____ Passage shown
Grade Awarded: Distinction
Lecturer’s Comments: Where you have not used the primary source you should indicate this e.g. Phillips in Francis 1992.



AREA

CRITERIA

COMMENTS

INTRODUCTION (10)

  • Subject matter and direction clearly shown and defined.

  • Clear link to question




Clear focus

CONTENT - BASIC (10)

  • Evidence of basic reading/data/understandings appropriate to topic.

Base reading well understood. Clear definitions consistently used.

CONTENT - REACTION (10)

  • Evidence of personal reactions to basic ideas.

  • Depth analysis of major ideas

Very little personal reaction on example 3.

CRITICAL ANALYSIS (10)

  • Evidence of wider reading and critical analysis.

  • Contributions and conclusions drawn.

Excellent reading beyond the base set. Not a lot of critique through culture introduced.

PRESENTATION (10)

  • Correct grammar, punctuation and spelling.

  • Acceptable and consistent referencing format.

  • Reference list up to date and relevant.

  • Originality, format and style.

  • Development of a logical thesis clearly linked to the question asked.

Well written with useful headings and coherent argument.

(Note: This sample is provided in the exact form it was submitted and corrections and comments made in the text by the lecturer are not included.)



To function effectively in today’s society people must communicate with one another. Yet for some individuals communication experiences are so unrewarding that they either consciously or unconsciously avoid situations where communication is required. (McCroskey & Richmond, 1979) The term ‘communication apprehension’ was coined by James McCroskey (1976a) and is defined as “an individual’s level of fear or anxiety associated with either real or anticipated communication with another person or persons” (McCroskey, 1984). In the last two decades communication apprehension and related constructs, such as reticence and unwillingness to communicate, have received extensive research and theoretical attention by scholars in communication and psychology. In 1984, Payne and Richmond listed over 1000 entries in a bibliography of publications and papers in this area (Payne & Richmond, 1984). Overwhelmingly the underlying theme of the articles has been the negative effects that these constructs can have on academic and social success. It has been forwarded that two out of ten people suffer some form of communication apprehension (CA). The focus of this paper is on communication apprehension as a construct and on how it affects the behaviour and lifestyle of an individual.
________
____ Data records
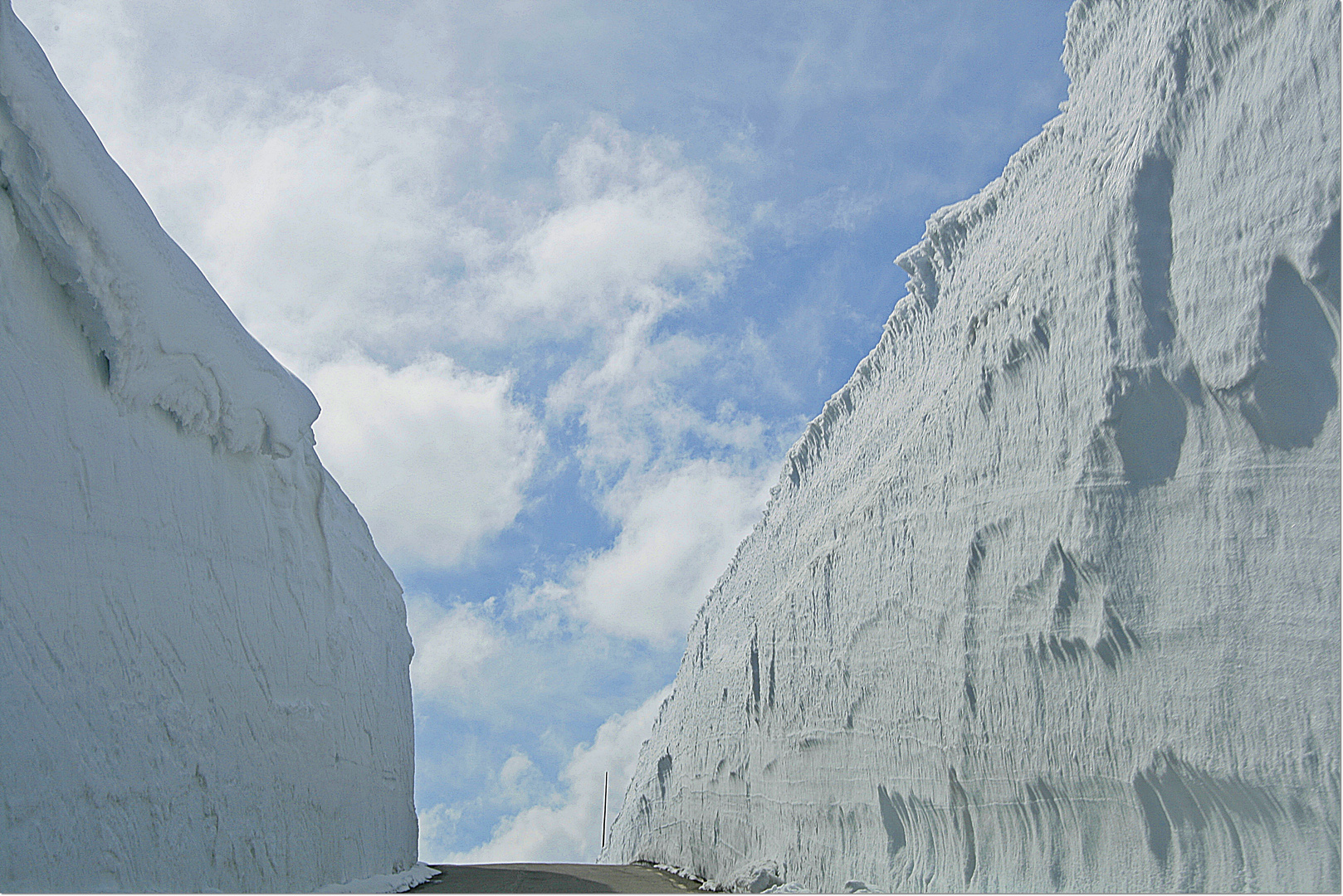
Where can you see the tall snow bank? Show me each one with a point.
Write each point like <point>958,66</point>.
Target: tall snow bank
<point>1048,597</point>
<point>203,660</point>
________
Problems to solve
A: Return the part of the essay sample from "Excellent reading beyond" to "format and style.", copying it word for word.
B: For each statement, say whether it agrees with the essay sample. Answer yes or no, and quote the words from the essay sample that decide it.
(i) The grade awarded was Distinction.
(ii) The sample includes the corrections and comments the lecturer made in the text.
(iii) In 1984, Payne and Richmond listed over 1000 entries in a bibliography.
C: Answer these questions from the essay sample:
(i) On which example was there very little personal reaction?
(ii) Who coined the term "communication apprehension"?
(iii) What share of people is said to suffer some form of communication apprehension?

Task-by-task results
A:
Excellent reading beyond the base set. Not a lot of critique through culture introduced.

PRESENTATION (10)

  • Correct grammar, punctuation and spelling.

  • Acceptable and consistent referencing format.

  • Reference list up to date and relevant.

  • Originality, format and style.

B:
(i) Yes: "Grade Awarded: Distinction"
(ii) No: "corrections and comments made in the text by the lecturer are not included"
(iii) Yes: "In 1984, Payne and Richmond listed over 1000 entries in a bibliography of publications and papers in this area"

C:
(i) Example 3
(ii) James McCroskey
(iii) Two out of ten